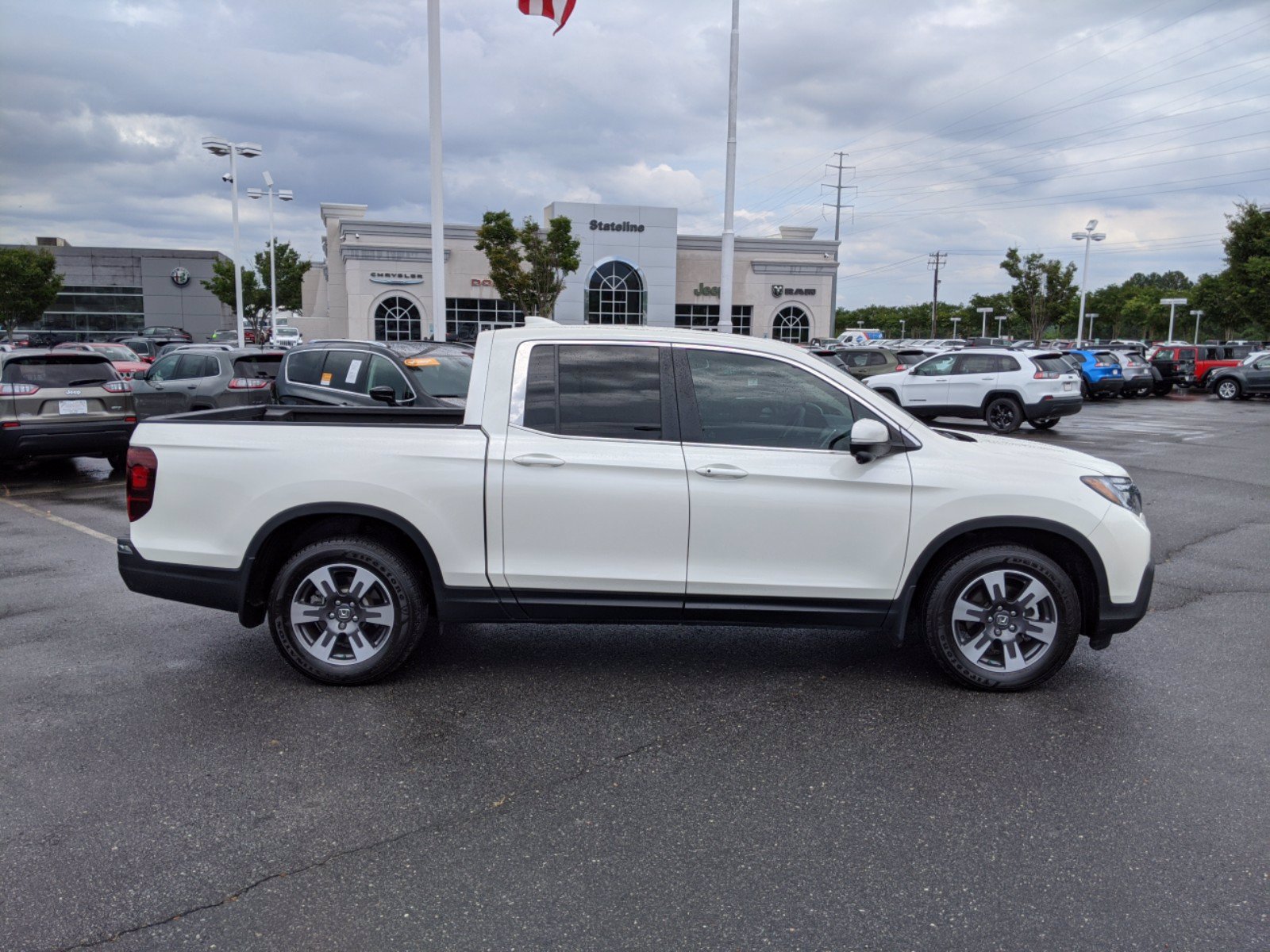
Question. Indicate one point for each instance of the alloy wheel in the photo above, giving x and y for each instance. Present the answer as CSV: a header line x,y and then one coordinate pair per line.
x,y
343,613
1005,621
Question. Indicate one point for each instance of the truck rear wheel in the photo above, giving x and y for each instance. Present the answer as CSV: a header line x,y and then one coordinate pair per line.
x,y
1001,619
347,611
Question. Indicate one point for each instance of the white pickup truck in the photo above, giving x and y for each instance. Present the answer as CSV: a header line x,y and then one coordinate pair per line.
x,y
635,475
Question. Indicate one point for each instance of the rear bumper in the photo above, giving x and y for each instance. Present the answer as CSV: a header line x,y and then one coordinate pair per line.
x,y
1051,409
65,438
194,584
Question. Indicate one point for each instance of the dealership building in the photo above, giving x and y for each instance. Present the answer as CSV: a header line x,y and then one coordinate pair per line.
x,y
637,268
112,291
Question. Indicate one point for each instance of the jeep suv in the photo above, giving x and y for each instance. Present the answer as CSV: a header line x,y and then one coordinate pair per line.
x,y
64,403
1003,387
372,374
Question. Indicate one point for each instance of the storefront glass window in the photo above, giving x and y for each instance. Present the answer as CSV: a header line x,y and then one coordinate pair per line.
x,y
615,295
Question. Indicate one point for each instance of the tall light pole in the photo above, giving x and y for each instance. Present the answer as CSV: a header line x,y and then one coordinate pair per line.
x,y
285,194
984,311
1087,236
1172,305
248,150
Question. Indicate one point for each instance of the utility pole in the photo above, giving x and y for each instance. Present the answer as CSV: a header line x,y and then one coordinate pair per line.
x,y
836,205
937,260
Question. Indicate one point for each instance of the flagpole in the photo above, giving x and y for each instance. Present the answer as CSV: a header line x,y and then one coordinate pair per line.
x,y
730,188
438,215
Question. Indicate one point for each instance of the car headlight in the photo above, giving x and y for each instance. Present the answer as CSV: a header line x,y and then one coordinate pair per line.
x,y
1117,489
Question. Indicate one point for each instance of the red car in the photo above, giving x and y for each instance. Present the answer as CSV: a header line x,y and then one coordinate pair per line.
x,y
124,359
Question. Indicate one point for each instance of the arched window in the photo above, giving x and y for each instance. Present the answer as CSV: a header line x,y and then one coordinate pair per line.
x,y
793,325
615,295
398,319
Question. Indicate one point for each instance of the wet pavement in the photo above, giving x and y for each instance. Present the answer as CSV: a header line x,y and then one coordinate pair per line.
x,y
171,784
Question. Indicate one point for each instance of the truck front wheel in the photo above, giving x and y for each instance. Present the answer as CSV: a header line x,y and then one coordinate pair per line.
x,y
1001,619
347,611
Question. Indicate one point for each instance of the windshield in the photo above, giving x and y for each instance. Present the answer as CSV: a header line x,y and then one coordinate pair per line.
x,y
441,374
57,371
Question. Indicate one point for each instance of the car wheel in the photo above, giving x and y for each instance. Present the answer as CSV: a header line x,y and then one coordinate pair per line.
x,y
1001,619
347,611
1003,416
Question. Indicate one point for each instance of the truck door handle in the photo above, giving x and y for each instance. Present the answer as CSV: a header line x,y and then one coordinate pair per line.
x,y
539,460
723,471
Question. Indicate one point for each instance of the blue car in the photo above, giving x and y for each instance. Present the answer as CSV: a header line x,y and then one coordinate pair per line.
x,y
1100,372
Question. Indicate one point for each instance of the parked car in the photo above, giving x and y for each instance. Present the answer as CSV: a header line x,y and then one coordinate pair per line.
x,y
863,362
206,378
64,403
1136,372
563,494
1003,387
1242,381
141,347
285,336
126,361
370,374
1102,374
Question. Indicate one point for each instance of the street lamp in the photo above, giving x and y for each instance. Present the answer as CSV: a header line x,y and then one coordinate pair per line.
x,y
248,150
1172,305
1087,236
984,311
285,194
1197,315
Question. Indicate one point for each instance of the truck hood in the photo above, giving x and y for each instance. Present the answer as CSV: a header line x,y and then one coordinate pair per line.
x,y
1045,457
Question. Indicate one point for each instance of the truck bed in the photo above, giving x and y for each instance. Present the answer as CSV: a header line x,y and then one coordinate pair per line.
x,y
327,416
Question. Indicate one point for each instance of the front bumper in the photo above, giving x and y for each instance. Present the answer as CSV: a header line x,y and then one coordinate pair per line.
x,y
1051,409
95,438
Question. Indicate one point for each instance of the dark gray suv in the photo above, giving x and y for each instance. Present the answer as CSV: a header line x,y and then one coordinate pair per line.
x,y
211,378
368,374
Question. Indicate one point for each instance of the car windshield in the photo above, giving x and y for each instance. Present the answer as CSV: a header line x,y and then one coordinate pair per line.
x,y
441,372
59,371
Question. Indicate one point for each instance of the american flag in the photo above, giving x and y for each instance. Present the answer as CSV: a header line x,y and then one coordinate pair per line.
x,y
558,10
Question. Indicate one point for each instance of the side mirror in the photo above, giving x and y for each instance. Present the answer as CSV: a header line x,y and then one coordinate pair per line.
x,y
869,441
384,395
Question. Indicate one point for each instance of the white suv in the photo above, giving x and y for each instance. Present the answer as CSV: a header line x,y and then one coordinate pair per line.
x,y
1003,387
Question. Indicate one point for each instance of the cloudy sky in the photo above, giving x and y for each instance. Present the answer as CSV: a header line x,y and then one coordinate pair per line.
x,y
972,126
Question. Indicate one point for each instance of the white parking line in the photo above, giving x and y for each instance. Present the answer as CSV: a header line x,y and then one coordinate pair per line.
x,y
59,520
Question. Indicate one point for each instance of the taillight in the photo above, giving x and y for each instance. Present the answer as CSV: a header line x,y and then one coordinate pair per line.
x,y
143,469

→ Problem description: Omit the pictures; set down each record exactly.

→ Written answer:
Question. Indicate one point for each instance of the alloy wheel in the photo above, giving x and y for each instance. Present the answer as CSV: a header line x,y and then one coordinate pair per line.
x,y
343,613
1005,621
Question. Indicate one point for each instance of the truck rear wheel in the photo above, giving x and y for each instance. Present the answer as CSV: a header line x,y and then one coordinate pair per line.
x,y
1001,619
347,611
Question. Indicate one point for each instance of the white pickup truck in the photo above, giving x and y for each instance. Present the answer as CSV: a header line x,y and then one coordinate pair per line.
x,y
635,475
Question. Indicate one point for each instance of the rear bumper in the photo above, giving x and y for each instance. Present the answer as CSV: a header line x,y and then one coordinate pair per line.
x,y
1051,409
65,438
194,584
Question. Indicate one point for each instance of the dealership building in the photo above, giving x and y for each instance. Present the answer as CSV: a header line x,y and then one coordinate pair per line.
x,y
637,268
112,291
Question. Indicate one point for each instance of the jeep suv in the photo above, giving x and y for each instance. Present the answer as CSV: a header line x,y and then one coordinate pair per line.
x,y
64,403
1003,387
372,374
Question. Indicate one point for each instance of the storefront glass window in the photo above, giving x and y for each instance. Present the answer as CSV: a header line x,y and then one coordinate pair per line.
x,y
615,295
Question. Indicate one point for each instance of the tall light pole in the photo above, giving x and y for each instance. Present the answer as CSV: a header line x,y and then one coordinate pair per line.
x,y
285,194
984,311
1087,236
1172,305
248,150
Question. Indicate one point for each instance of the utility pole in the photo above, giving x and y for each instance. Present the answer as CSV: a header line x,y and then one coordinate pair per line.
x,y
836,205
937,260
Question. Indicate one point for each instance of the flagpole in the photo above, giving x and y for each instance. Present the answer as CSV: a header line x,y and then one coordinate pair per line.
x,y
730,188
438,215
Question. Indicate one point for each instance of the car headlight in the photo above, giving x and y for each instance. Present the answer as CSV: a header line x,y and then one coordinate pair per line.
x,y
1117,489
Question. Indicate one point for each instance of the red car in the photo above, giving x and y for each instance. Present the answer as CSV: a header line x,y and then one coordinate pair per line.
x,y
124,359
Question. Indicate one point for each instance of the arched window in the photo above, giving x and y for each instance. Present the answer as CSV: a header line x,y and then one coordinate pair per line.
x,y
793,325
615,295
398,319
Question. Indicate one point for each instance of the wet pavement in the photo above, giving x and y for each instance. Present the answer as CSV: a header line x,y and then one coordinate pair per line.
x,y
171,784
Question. Indicate one point for each instance of the truck front wheel in the photo above, giving x and y for each instance. Present the answer as CSV: a header line x,y and then one coordinate pair per line.
x,y
1001,619
347,611
Question. Indicate one point for each instance of the windshield in the photo above, giving x and y for each instance. Present the answer as CSV: a header line x,y and then one coordinate pair per line.
x,y
441,374
57,371
Question. Indicate one point for each instance of the car wheel in the photo above, giving x and y for each instance. Present the answer as CSV: a header line x,y and then one coordinate pair per line.
x,y
1001,619
347,611
1003,416
Question. Indicate one point for each instance of the truck door handle in the photo above, giving x and y for each instance. Present the answer as CSV: a header line x,y and then one coordinate pair per line.
x,y
539,460
723,471
Question. Indicate one point for each instance of the blue car in the photo above, giving x and y for each instance. Present the answer as CSV: a header line x,y and then one coordinate pair per line.
x,y
1100,372
Question. Indicate one point for each instance of the parked car in the photo above, giving x and y for each instance. Present the answer as CSV: a header line x,y and then one coordinate pair per line.
x,y
863,362
206,378
64,403
1136,372
563,494
1003,387
1242,381
141,347
285,336
126,361
370,374
1102,374
Question. Indicate one point for each instance of the street lamp in the photo above, giving x and y for each instance. Present the answer as CSV: a header line x,y and then one coordinate pair per line.
x,y
248,150
1172,305
1087,236
984,311
285,194
1197,315
Question. Indicate one point for each instance of the truck hood in the photo above, giving x and y for each instance. Present the answer as CSV: a header line x,y and then one coordinate pair per line.
x,y
1045,457
Question. Indicate one point for each instance of the truck bed in the photo above, giving x and y for each instance. Present the answer as CSV: a header line x,y and then one coordinate pair per line.
x,y
327,416
Question. Indicate one point for each instance of the front bumper in the photo above, giving x and y for each instance. Present the answer as CSV: a header line x,y and then one coordinate pair per line.
x,y
1051,409
95,438
Question. Indicate one point for each instance of the dark gray suv in the photo above, giving x and y for each instance. Present the answer as CSV: a header line x,y and then one coordinate pair per line.
x,y
211,378
368,374
Question. Indicate one point for each instance of the car windshield in the photo above, giving x and y for each instance. Present the answer as CSV: a header line x,y and then one coordinate pair per line.
x,y
441,372
59,371
Question. Indicate one point for each instance of the american flag in the photo above, giving x and y for each instance. Present the answer as CSV: a header line x,y and then one coordinate pair per line.
x,y
558,10
Question. Indicate one point for each instance of the side mirror in the photo above, giving x and y for each instance. Present the answer as CSV: a header line x,y and then one coordinate pair per line.
x,y
869,441
384,395
Question. Indicate one point for each instance of the white suv in the photo above, giving x and y for each instance. Present the answer as CSV: a header line x,y and then one coordinate pair per line.
x,y
1003,387
Question. Indicate one point for each instance of the cloudy sky in the photo above, giving x and y for each instance. Present the answer as CSV: a header line x,y and then one coordinate pair per line.
x,y
972,126
Question. Indicate one point for each instance of the white parking line in the photo above, giving x and y for each instance. Present the answer as CSV: a header line x,y and then one coordinate pair per line.
x,y
59,520
Question. Indicate one point for each instance of the taillight in the photo above, giving x and y for each instance. Present the answer as CSV: a header line x,y and then one coordinate pair per line.
x,y
143,469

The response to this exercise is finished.